Objetivo A: No texto sobre a procura de casa em Lisboa, por quanto era anunciado o T2 de 1954 dado como pechincha?

Texto a ler:
-- -- --
2.7.08

O Estado da Nação, o Dicionário de Calão e Francisco Lucas Pires

2 de Maio – O estado da nação
Uma amiga regressa a Portugal e procura casa em Lisboa. Pede-me que a acompanhe a uma agência. Uma vez lá, diz ao que vai. Entre a Estrela e Entrecampos, está aberta a sugestões. Prefere construção dos anos 1950, não menos de 90 metros quadrados, não mais de 120, dispensa garagem, se possível duas casas de banho, ou espaço para construir a segunda. A brincar, vai dizendo que «Se puder ser num prédio do Cassiano Branco, tanto melhor», e o rapaz que nos atende, fato antracite Armani, gravata fúcsia de seda e a cabeça armada em gel, olhos no monitor, «Desse empreitreiro não temos nada». OK. Vejo desfilar somas vertiginosas. Barato significa 400 mil euros por um T3 de 1942 a precisar de obras. Um T2 de 1954, com 75 metros quadrados, a 360 mil euros, é dado como pechincha. Às tantas abstraio-me do diálogo para acompanhar num slide show algumas ofertas disponíveis. Estarei a ver bem? No centro de Lisboa, várias casas a rondar o milhão de euros. Não, não são palacetes na Lapa, nem moradias de 600 metros quadrados de área coberta no Restelo ou na Gago Coutinho, nem penthouses de 300 metros quadrados (e vista de rio) no Parque das Nações, nem apartamentos hi tech (e vista de lixo) nos novos condomínios de Alcântara. São casas vulgares, de 8 e 9 divisões, em bairros prosaicos e construção ainda mais prosaica. E, claro, meia dúzia de exemplos acima do milhão. Nisto tudo, uma coisa me intriga. Quem cobre estes lances? A banca não empresta tais somas. E os milionários não andam por aí aos pontapés. Se calhar sou eu que estou fora da realidade.
-- -- --
Dados registados:
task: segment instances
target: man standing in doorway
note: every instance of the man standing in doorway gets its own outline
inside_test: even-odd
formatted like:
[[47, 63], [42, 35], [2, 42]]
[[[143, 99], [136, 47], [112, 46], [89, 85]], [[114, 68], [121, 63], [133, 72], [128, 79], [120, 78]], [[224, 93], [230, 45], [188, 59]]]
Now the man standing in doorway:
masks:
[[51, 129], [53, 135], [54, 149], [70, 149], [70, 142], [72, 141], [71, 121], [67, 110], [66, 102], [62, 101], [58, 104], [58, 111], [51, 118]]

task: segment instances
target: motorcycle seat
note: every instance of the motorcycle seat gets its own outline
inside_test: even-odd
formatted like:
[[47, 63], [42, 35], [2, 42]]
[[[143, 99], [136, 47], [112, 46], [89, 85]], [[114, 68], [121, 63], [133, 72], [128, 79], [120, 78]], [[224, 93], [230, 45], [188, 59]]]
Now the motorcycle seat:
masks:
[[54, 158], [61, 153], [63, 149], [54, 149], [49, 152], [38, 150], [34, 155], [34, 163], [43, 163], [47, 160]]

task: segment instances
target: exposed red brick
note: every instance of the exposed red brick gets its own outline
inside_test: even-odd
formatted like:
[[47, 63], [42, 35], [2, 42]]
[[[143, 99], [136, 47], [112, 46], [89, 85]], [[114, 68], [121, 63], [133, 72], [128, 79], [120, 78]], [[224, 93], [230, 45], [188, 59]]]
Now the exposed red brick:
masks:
-- -- --
Objetivo B: Identifique e copie cada linha dos registos que contém a palavra "motorcycle", respeitando a distinção entre maiúsculas e minúsculas.

Resultado do exercício A: 360 mil euros.

Resultado do exercício B:
target: motorcycle seat
note: every instance of the motorcycle seat gets its own outline
Now the motorcycle seat:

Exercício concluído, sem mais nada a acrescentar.